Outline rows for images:

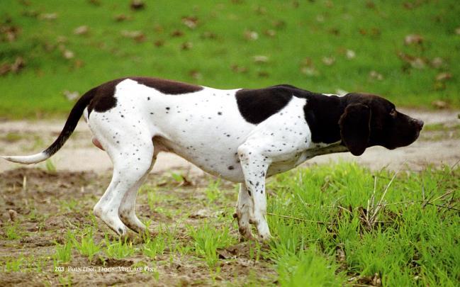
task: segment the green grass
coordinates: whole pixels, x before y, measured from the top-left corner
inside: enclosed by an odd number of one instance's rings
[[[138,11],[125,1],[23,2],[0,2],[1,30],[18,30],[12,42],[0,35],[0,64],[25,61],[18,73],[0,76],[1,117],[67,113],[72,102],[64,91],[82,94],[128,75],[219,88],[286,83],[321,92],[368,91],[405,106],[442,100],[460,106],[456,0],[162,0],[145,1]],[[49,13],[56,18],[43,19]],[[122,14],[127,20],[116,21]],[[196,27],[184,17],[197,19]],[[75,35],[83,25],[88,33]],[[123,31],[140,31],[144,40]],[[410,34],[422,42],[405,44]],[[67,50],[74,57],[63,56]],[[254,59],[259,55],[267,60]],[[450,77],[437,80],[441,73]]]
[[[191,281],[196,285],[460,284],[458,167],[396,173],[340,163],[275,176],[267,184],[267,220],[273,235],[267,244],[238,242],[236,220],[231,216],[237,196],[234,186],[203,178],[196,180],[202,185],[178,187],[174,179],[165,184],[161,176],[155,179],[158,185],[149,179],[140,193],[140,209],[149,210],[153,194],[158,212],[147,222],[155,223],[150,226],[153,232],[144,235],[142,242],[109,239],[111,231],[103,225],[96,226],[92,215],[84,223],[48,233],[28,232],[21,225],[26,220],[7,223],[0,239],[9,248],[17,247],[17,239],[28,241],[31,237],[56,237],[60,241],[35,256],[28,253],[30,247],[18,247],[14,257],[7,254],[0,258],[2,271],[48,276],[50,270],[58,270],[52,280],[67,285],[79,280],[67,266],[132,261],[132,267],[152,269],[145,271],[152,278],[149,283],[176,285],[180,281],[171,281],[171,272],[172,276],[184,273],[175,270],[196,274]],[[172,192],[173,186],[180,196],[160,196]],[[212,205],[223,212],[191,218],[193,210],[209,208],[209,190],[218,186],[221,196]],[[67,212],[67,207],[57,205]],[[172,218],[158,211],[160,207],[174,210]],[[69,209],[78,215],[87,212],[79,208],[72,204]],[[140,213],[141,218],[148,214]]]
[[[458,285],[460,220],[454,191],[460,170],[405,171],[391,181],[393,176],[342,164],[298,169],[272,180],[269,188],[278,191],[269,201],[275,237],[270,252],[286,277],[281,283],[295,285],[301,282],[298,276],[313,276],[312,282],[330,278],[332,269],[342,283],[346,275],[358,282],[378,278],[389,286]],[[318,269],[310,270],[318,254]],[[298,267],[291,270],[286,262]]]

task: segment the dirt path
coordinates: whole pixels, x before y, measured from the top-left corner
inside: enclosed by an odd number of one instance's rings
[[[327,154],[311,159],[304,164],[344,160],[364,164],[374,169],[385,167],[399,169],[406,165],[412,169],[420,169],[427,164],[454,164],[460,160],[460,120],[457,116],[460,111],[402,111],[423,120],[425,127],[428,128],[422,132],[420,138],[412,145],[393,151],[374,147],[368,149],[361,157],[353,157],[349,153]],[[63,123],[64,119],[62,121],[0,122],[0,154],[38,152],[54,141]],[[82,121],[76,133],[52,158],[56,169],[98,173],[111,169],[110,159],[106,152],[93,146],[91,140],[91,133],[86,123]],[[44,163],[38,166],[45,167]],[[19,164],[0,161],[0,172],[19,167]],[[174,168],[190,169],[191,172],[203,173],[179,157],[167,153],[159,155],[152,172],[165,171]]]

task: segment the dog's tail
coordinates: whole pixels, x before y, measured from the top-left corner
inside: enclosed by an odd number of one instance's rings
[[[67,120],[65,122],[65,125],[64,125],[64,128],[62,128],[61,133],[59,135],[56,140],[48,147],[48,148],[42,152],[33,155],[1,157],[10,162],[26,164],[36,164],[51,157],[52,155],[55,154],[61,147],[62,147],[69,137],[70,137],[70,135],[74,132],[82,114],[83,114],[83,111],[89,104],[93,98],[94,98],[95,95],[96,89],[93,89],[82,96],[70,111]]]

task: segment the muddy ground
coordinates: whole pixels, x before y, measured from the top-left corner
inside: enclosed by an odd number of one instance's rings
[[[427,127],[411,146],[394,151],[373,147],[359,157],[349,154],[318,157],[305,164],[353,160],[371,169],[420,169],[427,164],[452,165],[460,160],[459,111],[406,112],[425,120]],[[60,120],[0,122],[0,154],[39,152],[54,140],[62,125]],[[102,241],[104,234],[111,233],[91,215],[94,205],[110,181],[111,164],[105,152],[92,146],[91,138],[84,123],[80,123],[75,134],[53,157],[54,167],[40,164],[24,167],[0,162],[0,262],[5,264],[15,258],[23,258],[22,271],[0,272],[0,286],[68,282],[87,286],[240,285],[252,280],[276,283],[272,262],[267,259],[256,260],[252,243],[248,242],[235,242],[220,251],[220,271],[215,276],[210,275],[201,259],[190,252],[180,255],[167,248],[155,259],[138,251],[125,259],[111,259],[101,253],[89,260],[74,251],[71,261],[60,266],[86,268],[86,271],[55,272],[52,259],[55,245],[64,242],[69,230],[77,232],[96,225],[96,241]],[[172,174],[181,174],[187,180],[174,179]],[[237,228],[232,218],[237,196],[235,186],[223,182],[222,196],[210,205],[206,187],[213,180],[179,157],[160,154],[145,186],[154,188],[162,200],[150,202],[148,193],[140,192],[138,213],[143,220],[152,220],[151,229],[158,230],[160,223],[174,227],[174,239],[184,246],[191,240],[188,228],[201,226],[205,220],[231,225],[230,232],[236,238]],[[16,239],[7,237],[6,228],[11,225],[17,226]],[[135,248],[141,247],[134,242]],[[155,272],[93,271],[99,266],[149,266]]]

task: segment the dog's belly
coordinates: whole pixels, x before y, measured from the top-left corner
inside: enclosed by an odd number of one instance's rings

What this task involves:
Recast every line of the rows above as a numbered list, dropping the blank lines. Leave the picture out of your answer.

Result for this exercise:
1. task: segment the green grass
2. coordinates: whole pixels, x before y, measured from the top-left corner
3. inside: enclosed by an odd number of one instance's rings
4. [[[138,11],[125,1],[23,2],[0,2],[1,30],[18,30],[12,42],[0,35],[0,64],[25,61],[18,73],[0,76],[1,117],[67,113],[72,102],[64,91],[82,94],[128,75],[219,88],[286,83],[321,92],[368,91],[405,106],[442,100],[460,106],[456,0],[162,0],[145,1]],[[49,13],[56,18],[43,19]],[[122,14],[127,20],[116,21]],[[196,27],[184,17],[197,19]],[[75,35],[83,25],[88,33]],[[123,31],[140,31],[144,40]],[[410,34],[422,42],[405,44]],[[67,50],[74,57],[63,56]],[[254,59],[259,55],[267,60]],[[450,77],[437,80],[441,73]]]
5. [[[191,281],[196,285],[460,284],[458,167],[396,173],[340,163],[275,176],[267,184],[267,220],[273,235],[267,244],[238,242],[236,220],[231,216],[237,196],[234,186],[203,178],[196,180],[202,185],[178,187],[174,179],[165,184],[161,176],[155,179],[158,185],[149,179],[140,193],[140,209],[149,210],[153,194],[158,212],[147,222],[155,223],[150,226],[153,232],[144,235],[142,242],[109,239],[111,231],[103,225],[96,226],[92,215],[84,223],[48,233],[28,232],[21,225],[26,220],[7,223],[0,239],[9,248],[17,247],[17,239],[28,241],[31,237],[56,237],[60,241],[35,256],[28,253],[30,247],[18,247],[14,257],[7,254],[0,258],[2,271],[48,276],[50,270],[58,270],[52,280],[67,285],[79,280],[67,266],[132,261],[132,267],[152,269],[145,271],[152,278],[149,283],[176,285],[180,281],[171,281],[171,272],[172,276],[184,273],[175,270],[196,274]],[[172,192],[173,186],[180,196],[160,196]],[[212,205],[223,212],[191,218],[193,210],[209,208],[209,190],[218,186],[221,196]],[[67,212],[67,207],[57,205]],[[172,218],[158,211],[160,207],[174,210]],[[69,209],[78,215],[87,212],[79,208],[72,204]],[[140,213],[141,218],[148,214]]]
6. [[[458,285],[460,220],[454,191],[460,170],[405,171],[391,181],[393,176],[342,164],[298,169],[272,180],[269,188],[278,191],[269,201],[275,237],[270,252],[286,277],[281,283],[295,285],[301,282],[298,276],[313,276],[312,282],[330,278],[332,269],[342,283],[346,275],[358,282],[378,278],[389,286]],[[318,269],[310,270],[318,254]],[[298,267],[291,270],[286,262]]]
7. task: segment the dirt path
8. coordinates: whole pixels, x before y, measured from the top-left corner
9. inside: enclosed by an odd number of one instance's rings
10. [[[327,154],[311,159],[304,164],[344,160],[364,164],[374,169],[385,167],[399,169],[406,165],[412,169],[420,169],[427,164],[454,164],[460,160],[460,120],[457,116],[460,111],[402,111],[423,120],[425,127],[428,128],[422,132],[420,138],[412,145],[393,151],[374,147],[368,149],[361,157],[353,157],[349,153]],[[63,123],[64,119],[62,121],[0,122],[0,154],[38,152],[54,141]],[[82,121],[76,133],[52,158],[56,169],[98,173],[111,169],[110,159],[106,152],[93,146],[91,140],[91,133],[86,123]],[[44,163],[38,166],[45,167]],[[19,164],[0,161],[0,172],[19,167]],[[174,168],[190,169],[191,172],[203,173],[179,157],[167,153],[159,155],[152,172],[165,171]]]
11. task: segment the dog's tail
12. coordinates: whole pixels, x before y, measured from the top-left corner
13. inside: enclosed by an odd number of one instance's rings
14. [[[67,120],[65,122],[65,125],[64,125],[64,128],[62,128],[61,133],[59,135],[56,140],[48,147],[48,148],[42,152],[33,155],[1,157],[10,162],[26,164],[36,164],[51,157],[52,155],[55,154],[61,147],[62,147],[69,137],[70,137],[70,135],[74,132],[82,114],[83,114],[83,111],[89,104],[93,98],[94,98],[95,95],[96,89],[93,89],[82,96],[70,111]]]
15. task: segment the muddy ground
16. coordinates: whole pixels, x before y, measured from the top-left corner
17. inside: enclosed by an odd number of one instance's rings
18. [[[427,127],[411,146],[394,151],[373,147],[359,157],[349,154],[318,157],[305,164],[353,160],[371,169],[420,169],[427,164],[452,165],[460,160],[459,111],[406,112],[425,120]],[[60,120],[0,122],[0,154],[39,152],[54,140],[62,125]],[[102,241],[104,234],[111,233],[91,215],[94,205],[110,181],[111,164],[105,152],[92,146],[91,138],[84,123],[80,123],[75,134],[53,157],[54,167],[40,164],[24,167],[0,162],[0,262],[5,264],[15,258],[23,258],[22,271],[0,272],[0,286],[68,282],[87,286],[240,285],[252,280],[276,283],[272,262],[267,259],[256,260],[252,243],[248,242],[235,242],[220,251],[220,271],[215,276],[210,275],[201,259],[190,252],[180,255],[167,248],[155,259],[138,251],[125,259],[111,259],[101,253],[89,260],[74,251],[71,261],[60,266],[86,268],[86,271],[55,272],[52,259],[55,245],[64,242],[69,230],[77,232],[96,225],[96,241]],[[172,174],[181,174],[187,180],[174,179]],[[237,228],[232,218],[237,196],[235,186],[223,182],[222,196],[210,205],[206,187],[213,180],[179,157],[160,154],[145,186],[154,188],[162,200],[150,202],[148,193],[140,192],[138,213],[143,220],[152,220],[151,229],[158,230],[160,223],[174,227],[174,239],[184,246],[191,240],[188,228],[201,226],[205,220],[231,225],[230,232],[236,238]],[[16,239],[7,237],[6,228],[11,225],[17,226]],[[135,248],[141,247],[134,242]],[[155,272],[93,271],[99,266],[149,266]]]
19. task: segment the dog's belly
20. coordinates: whole pixels, x before y, measured from the top-left corner
21. inside: enclosed by an odd number of one instance's rings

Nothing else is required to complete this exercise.